INSTRUCTION —
Please render the entries as a numbered list, starting at the line that contains "Inventory check — is there any person" and going through the final line of the entries, with blank lines left out.

[Records from a collection]
════════

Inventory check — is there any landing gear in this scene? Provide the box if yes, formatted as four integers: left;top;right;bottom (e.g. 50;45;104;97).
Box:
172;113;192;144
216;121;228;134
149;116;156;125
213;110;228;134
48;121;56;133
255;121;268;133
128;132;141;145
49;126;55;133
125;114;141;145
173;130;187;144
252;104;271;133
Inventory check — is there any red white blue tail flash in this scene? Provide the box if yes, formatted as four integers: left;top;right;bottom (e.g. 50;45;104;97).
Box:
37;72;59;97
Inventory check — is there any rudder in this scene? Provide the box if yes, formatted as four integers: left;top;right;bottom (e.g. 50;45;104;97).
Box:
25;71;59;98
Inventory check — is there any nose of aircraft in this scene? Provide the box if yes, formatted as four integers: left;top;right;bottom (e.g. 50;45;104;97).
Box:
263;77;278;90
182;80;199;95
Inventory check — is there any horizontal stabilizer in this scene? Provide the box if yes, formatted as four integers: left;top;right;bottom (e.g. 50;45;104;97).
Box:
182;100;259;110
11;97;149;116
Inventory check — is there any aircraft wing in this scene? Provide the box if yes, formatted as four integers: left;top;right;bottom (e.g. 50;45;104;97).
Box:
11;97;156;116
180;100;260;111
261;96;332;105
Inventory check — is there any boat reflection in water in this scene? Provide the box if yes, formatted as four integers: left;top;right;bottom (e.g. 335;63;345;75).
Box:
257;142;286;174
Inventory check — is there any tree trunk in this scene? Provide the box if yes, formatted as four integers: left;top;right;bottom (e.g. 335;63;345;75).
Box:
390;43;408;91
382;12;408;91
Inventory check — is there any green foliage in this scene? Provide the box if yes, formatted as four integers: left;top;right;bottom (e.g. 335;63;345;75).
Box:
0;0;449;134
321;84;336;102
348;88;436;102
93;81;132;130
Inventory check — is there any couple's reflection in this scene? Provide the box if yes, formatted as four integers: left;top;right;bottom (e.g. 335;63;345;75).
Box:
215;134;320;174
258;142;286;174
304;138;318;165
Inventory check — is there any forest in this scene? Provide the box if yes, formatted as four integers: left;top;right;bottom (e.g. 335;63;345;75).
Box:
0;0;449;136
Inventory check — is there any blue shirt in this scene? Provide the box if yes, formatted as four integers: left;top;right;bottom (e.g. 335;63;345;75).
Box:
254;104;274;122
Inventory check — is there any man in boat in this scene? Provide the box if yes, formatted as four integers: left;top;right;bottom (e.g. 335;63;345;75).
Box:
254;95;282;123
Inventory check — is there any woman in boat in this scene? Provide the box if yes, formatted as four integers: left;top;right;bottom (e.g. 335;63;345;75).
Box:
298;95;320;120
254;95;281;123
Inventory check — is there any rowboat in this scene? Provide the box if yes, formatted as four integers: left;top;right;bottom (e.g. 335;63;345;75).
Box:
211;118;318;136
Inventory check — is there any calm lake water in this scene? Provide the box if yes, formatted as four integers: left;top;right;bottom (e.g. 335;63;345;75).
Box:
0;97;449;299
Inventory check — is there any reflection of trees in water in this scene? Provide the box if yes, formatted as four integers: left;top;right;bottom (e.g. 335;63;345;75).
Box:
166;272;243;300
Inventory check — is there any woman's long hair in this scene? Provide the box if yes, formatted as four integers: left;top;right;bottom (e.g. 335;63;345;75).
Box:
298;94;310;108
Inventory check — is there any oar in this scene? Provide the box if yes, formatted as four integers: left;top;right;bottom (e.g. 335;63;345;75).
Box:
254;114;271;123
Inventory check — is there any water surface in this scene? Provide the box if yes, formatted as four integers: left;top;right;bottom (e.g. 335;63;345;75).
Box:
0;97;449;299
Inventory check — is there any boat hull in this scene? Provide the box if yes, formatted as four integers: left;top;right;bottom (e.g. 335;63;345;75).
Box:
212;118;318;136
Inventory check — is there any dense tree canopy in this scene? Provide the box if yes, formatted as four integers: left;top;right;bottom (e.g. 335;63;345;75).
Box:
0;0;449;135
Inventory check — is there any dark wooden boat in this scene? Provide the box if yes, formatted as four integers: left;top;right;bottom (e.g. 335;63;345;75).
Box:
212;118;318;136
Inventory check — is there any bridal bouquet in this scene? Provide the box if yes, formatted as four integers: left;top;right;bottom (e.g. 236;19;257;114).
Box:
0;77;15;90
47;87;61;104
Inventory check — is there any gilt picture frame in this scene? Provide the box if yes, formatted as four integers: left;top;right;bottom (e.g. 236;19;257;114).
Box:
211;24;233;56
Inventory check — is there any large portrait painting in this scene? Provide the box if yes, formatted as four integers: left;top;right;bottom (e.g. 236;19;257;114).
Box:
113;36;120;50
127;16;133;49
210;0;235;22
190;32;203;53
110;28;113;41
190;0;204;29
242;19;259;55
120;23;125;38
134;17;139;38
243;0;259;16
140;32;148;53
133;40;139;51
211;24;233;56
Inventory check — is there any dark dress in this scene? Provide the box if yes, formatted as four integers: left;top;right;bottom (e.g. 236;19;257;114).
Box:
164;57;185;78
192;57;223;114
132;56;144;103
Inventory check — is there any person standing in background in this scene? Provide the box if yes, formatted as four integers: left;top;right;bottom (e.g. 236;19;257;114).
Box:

════════

SOLUTION BELOW —
1. Inventory check — is there any person standing in background in this scene? Provide the box if yes, formatted as four integers: left;top;right;bottom (e.g. 236;19;257;114).
2. Box:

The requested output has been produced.